Can you print the stretch of the mission hospital text from "In my first" through "rarely used symphysiotomy."?
SOURCE TEXT Block Start
Whispered Warnings
Christian Medical & Dental Associations®
June 27, 2025
“And these are but the outer fringe of his works; how faint the whisper we hear of him! Who then can understand the thunder of his power” (Job 26:14)?
It was early Sunday morning at our 110-bed rural Kenyan mission hospital and I was the only doctor on duty. As I woke up, the dreaded summons to the obstetric ward was delivered at my bedroom window by the night watchman. Five midwives did an average of 100 deliveries every month. They called the doctor for breech deliveries and other complications of labor. My internal medicine and infectious diseases training left many general medicine gaps. The total of my obstetric experience amounted to five deliveries done as a fourth-year medical student. I avidly read textbooks and even found useful clues about obstructed labor in cattle from our family reading time of All Creatures Great and Small.
In my first year as a missionary doctor, I felt overwhelmed and frequently incompetent. Beyond challenging medical duties, my wife, three young children, house repairs and hospital administrative tasks all vied for focus and attention. Nightly reading of medical texts became part of a daily survival strategy. Among many other topics, I studied the correct techniques for breech deliveries, the proper use of forceps, and the rarely used symphysiotomy.
This particular Sunday, the summons to the obstetrics ward was due to a combination of difficult issues, a transverse lie and a dead baby. The mother had arrived at the delivery ward after laboring overnight. Friends helped her walk to the hospital. Midwives immediately saw the baby’s presenting hand. Our hospital did not have an ultrasound machine, so using the obstetric cone stethoscope, they searched in vain for a fetal heartbeat. As I arrived, the mother was informed of the baby’s death.
SOURCE TEXT Block End
RECORDS SHOWN Block Start
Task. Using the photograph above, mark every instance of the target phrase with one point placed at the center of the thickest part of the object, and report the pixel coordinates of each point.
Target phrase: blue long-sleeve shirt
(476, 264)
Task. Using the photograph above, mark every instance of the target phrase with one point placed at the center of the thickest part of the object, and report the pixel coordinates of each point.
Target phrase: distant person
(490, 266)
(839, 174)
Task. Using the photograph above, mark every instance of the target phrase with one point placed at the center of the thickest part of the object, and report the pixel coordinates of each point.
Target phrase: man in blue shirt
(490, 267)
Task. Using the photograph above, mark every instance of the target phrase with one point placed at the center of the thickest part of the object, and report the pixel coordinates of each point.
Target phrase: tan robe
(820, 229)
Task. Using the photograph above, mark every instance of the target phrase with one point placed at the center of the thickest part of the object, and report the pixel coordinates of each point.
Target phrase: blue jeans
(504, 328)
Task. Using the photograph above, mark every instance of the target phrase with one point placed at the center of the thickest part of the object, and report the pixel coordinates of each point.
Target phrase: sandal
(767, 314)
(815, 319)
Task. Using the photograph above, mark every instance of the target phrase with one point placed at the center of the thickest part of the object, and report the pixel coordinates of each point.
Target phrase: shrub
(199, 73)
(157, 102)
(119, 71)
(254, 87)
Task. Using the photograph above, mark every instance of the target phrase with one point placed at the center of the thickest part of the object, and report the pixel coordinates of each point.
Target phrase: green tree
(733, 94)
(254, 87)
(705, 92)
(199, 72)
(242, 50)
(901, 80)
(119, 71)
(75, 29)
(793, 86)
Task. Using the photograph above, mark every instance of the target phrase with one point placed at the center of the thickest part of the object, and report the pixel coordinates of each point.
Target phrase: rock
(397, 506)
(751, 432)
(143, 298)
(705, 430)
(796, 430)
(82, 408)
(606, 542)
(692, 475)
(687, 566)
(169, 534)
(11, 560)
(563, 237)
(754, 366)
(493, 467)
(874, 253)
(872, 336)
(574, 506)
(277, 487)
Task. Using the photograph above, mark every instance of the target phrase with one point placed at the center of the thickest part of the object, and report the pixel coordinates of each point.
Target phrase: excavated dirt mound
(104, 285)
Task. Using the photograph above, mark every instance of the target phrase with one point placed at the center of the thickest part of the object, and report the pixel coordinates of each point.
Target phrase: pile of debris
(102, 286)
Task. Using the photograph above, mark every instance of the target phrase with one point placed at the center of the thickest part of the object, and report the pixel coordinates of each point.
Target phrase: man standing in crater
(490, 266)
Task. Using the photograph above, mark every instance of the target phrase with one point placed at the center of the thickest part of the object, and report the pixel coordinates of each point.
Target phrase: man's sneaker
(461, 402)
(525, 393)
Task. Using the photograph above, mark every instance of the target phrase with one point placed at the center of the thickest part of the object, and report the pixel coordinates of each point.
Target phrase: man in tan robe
RECORDS SHOWN Block End
THE ANSWER:
In my first year as a missionary doctor, I felt overwhelmed and frequently incompetent. Beyond challenging medical duties, my wife, three young children, house repairs and hospital administrative tasks all vied for focus and attention. Nightly reading of medical texts became part of a daily survival strategy. Among many other topics, I studied the correct techniques for breech deliveries, the proper use of forceps, and the rarely used symphysiotomy.